══ Extract ══

As part of the submission process, authors are required to check off their submission's compliance with all of the following items, and submissions may be returned to authors that do not adhere to these guidelines.

Author Guidelines

Author Guidelines

The Nordic Journal of Social Research, as a bridge between the English-speaking world and the Nordic countries, welcomes submissions in English on a wide variety of themes in the field of social research. Authors need only to register with the NJSR website in order to make a submission.

Publishing in this journal is free of charge, there are no Article Processing Charges (APCs) or manuscript submission charges.

In your cover letter, please indicate the title of the submission, the authors' names, institution, and the address (including email address) for correspondence.

Submissions should be between 5000 to 7000 words. The word limit includes all text from the abstract through the list of references; it does not include legends for tables and figures or the body of tables. Manuscripts that substantially exceed the word limit will be returned.

The Nordic Journal of Social Research encourages authors who wish to submit an essay to establish an ORCID-profile.  

Manuscript Submission

Manuscripts submitted for consideration must be original work and should not be simultaneously under review for publication in another journal or any other publication outlets.

All manuscripts must be submitted online.

The Nordic Journal of Social Research has a policy of double-blind review, where the identity of both the authors and the reviewers are kept confidential.

Figures and tables should not be embedded in the manuscript, but they can be placed at the end. Authors should indicate where they would like to have their figures and tables placed in the text.

Letters to the Editor

The Nordic Journal of Social Research will also consider publishing letters to the editor which are reviewed by at least one managing editor but not set out for external peer review.

═══

» What you will do:
a: Write out the stretch of the author guidelines from "Manuscripts submitted for" through "external peer review.", word for word.
b: Pick up the journal's author guidelines at the point where they end, and carry them on in the same style.

══ Raw data ══

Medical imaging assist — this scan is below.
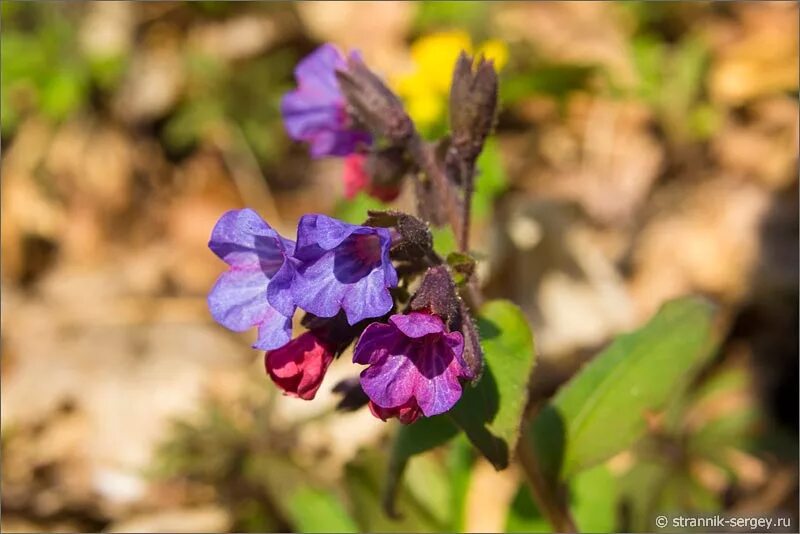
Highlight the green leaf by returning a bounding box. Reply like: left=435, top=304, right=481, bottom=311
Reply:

═══

» Results for the exercise:
a:
Manuscripts submitted for consideration must be original work and should not be simultaneously under review for publication in another journal or any other publication outlets.

All manuscripts must be submitted online.

The Nordic Journal of Social Research has a policy of double-blind review, where the identity of both the authors and the reviewers are kept confidential.

Figures and tables should not be embedded in the manuscript, but they can be placed at the end. Authors should indicate where they would like to have their figures and tables placed in the text.

Letters to the Editor

The Nordic Journal of Social Research will also consider publishing letters to the editor which are reviewed by at least one managing editor but not set out for external peer review.

b:
NJSR mainly publishes scientific journal articles that present new empirical data and contribute to theoretical developments. However, we also accept essay submissions. Essays refer to an argumentative style of writing, and these submissions may be problematizing, explorative and discursive.  We expect the same high quality for essay publications as for research papers; they need to be focused on specified topics; follow a clear argument with a logical progression; and engage with updated research literature in the respective field. Essays need to engage with topics within the stated scope of the journal, and we welcome submissions with topical and novel contributions. Hence, we expect essays to adhere to one or more of the following characteristics:

  • Argumentative
  • Discursive
  • Explorative
  • Critical
  • Logical
  • Clear in thought
  • Arguments based on empirical grounds and data
  • Substantive conclusion
  • Citations and references to all data and literature consulted

Manuscript Specifications for articles

Papers must be between 5000-7000 words, even if reviewers have asked for additional material. The number of words includes all text from the Abstract through the Literature Cited; it does not include tables or figure legends. The Abstract must not exceed 300 words.

Authors should double-space all text, number all lines (except in figures), and avoid as much as possible footnotes. All pages except figures must be numbered at the bottom. Authors should follow the spelling recommended in the Concise Oxford English Dictionary (i.e., British-Oxford spellings), and the punctuation of manuscripts must likewise be in British English. We strongly recommend that authors whose first language is not English have the text professionally proofread before submitting the manuscript.

All manuscripts must be in Microsoft Word and submitted electronically.

The cover page of your manuscript must include the title of the paper, a running head (short title of 40 or fewer characters), a list of five to eight keywords, and a word count (all text from Abstract through Literature Cited but not including table or figure legends or the body of tables).

Manuscripts must contain an abstract that does not exceed 300 words. The abstract should state concisely the aims, methods, principal results, and major inferences of the work. Do not include acronyms in the abstract.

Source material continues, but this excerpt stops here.